■ **Instructions**:
1) Answer these from the coronary flow reserve text:
(a) In which journal was it published?
(b) What does the absence of CFR imply?
(c) Relative flow reserve is the ratio of what to what?
2) Please repeat the part of the coronary flow reserve text starting at "Absolute flow reserve" and ending at "absolute CFR measurement.".

Published in:
01-06-2010 | Editorial Commentary
Measurement of coronary flow reserve by noninvasive cardiac imaging
Authors:
Alberto Cuocolo, Mario Petretta, Andrea Soricelli
Published in:
European Journal of Nuclear Medicine and Molecular Imaging
|
Issue 6/2010
Login to get access
Excerpt
Myocardial blood flow (MBF) must respond to changes in metabolic conditions and oxygen requests to meet the needs of myocytes, and autoregulation plays a mayor role in the control of the coronary circulation [
1‐
3]. It has been demonstrated that as the coronary artery progressively narrows, resting flow does not change at first, but maximal flow resulting from injection of a vasodilator decreases progressively [
4,
5]. Coronary flow reserve (CFR) indicates the amount of additional blood flow that can be supplied to the heart over baseline blood flow. The absence of CFR implies maximal vasodilatation of the resistance vessels at rest and an inability to further increase MBF. Different terms are used to describe CFR.
Absolute flow reserve is the ratio of blood flow during maximal hyperaemia in a stenotic artery to blood flow in the same artery at rest [
6,
7]. The invasive, Doppler-based technique that measures coronary blood velocity at rest and during hyperaemia is a good example of absolute CFR measurement.
Relative flow reserve is the ratio of hyperaemic flow in a stenotic artery to hyperaemic flow in a normal artery [
8,
9].

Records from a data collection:
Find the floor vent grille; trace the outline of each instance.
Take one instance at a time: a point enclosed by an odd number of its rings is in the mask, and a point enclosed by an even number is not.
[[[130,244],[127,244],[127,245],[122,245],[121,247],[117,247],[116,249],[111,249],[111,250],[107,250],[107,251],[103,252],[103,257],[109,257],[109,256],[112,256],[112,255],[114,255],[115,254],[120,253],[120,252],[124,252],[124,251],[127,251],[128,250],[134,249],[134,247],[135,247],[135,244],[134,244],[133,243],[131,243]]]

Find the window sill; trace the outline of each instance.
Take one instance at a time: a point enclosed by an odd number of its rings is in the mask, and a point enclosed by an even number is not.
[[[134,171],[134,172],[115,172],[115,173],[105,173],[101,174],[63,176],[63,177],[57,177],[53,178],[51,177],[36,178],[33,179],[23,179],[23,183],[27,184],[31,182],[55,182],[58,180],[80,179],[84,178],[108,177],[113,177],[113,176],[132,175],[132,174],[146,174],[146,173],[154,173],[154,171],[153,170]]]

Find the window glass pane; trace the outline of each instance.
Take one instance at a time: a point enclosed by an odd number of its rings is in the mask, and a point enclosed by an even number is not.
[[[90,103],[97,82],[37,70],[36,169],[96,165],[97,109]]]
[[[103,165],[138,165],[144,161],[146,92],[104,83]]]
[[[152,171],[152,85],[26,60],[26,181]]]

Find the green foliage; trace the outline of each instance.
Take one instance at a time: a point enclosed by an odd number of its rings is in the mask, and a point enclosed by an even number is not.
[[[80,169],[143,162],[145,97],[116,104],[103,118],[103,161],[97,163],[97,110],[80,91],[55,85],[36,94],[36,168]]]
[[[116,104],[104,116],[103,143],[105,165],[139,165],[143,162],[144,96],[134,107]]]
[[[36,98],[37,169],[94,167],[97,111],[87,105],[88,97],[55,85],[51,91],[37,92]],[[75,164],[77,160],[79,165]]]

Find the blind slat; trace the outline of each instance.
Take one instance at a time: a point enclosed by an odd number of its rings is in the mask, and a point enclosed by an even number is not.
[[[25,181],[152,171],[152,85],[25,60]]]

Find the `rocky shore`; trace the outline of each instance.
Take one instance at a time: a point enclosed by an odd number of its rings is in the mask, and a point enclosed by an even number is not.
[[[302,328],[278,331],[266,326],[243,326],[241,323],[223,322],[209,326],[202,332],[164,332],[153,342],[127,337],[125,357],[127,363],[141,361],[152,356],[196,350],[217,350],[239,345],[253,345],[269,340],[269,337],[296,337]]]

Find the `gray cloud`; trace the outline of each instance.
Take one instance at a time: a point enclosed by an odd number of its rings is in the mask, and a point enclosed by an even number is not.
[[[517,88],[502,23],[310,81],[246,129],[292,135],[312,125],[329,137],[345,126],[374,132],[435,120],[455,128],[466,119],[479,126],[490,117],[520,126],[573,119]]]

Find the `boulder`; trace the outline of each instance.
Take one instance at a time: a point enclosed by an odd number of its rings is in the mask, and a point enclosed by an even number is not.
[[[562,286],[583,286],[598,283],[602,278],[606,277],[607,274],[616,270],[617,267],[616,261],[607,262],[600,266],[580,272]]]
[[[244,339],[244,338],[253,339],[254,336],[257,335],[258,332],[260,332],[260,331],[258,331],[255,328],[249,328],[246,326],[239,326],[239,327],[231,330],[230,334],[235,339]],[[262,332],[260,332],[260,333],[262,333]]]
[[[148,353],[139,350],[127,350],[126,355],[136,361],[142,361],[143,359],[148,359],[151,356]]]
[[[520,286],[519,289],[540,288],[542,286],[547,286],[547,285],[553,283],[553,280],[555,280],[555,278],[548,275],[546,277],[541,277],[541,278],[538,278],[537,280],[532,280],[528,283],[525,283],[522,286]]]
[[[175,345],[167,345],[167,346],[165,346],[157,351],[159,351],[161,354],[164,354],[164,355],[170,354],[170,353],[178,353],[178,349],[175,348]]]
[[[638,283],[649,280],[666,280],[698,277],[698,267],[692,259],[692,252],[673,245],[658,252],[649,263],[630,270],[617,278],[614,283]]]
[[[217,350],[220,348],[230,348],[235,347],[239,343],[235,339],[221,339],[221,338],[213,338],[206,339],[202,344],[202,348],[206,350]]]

■ **Your responses**:
1)
(a) European Journal of Nuclear Medicine and Molecular Imaging
(b) Maximal vasodilatation of the resistance vessels at rest and an inability to further increase MBF
(c) Hyperaemic flow in a stenotic artery to hyperaemic flow in a normal artery

2)
Absolute flow reserve is the ratio of blood flow during maximal hyperaemia in a stenotic artery to blood flow in the same artery at rest [
6,
7]. The invasive, Doppler-based technique that measures coronary blood velocity at rest and during hyperaemia is a good example of absolute CFR measurement.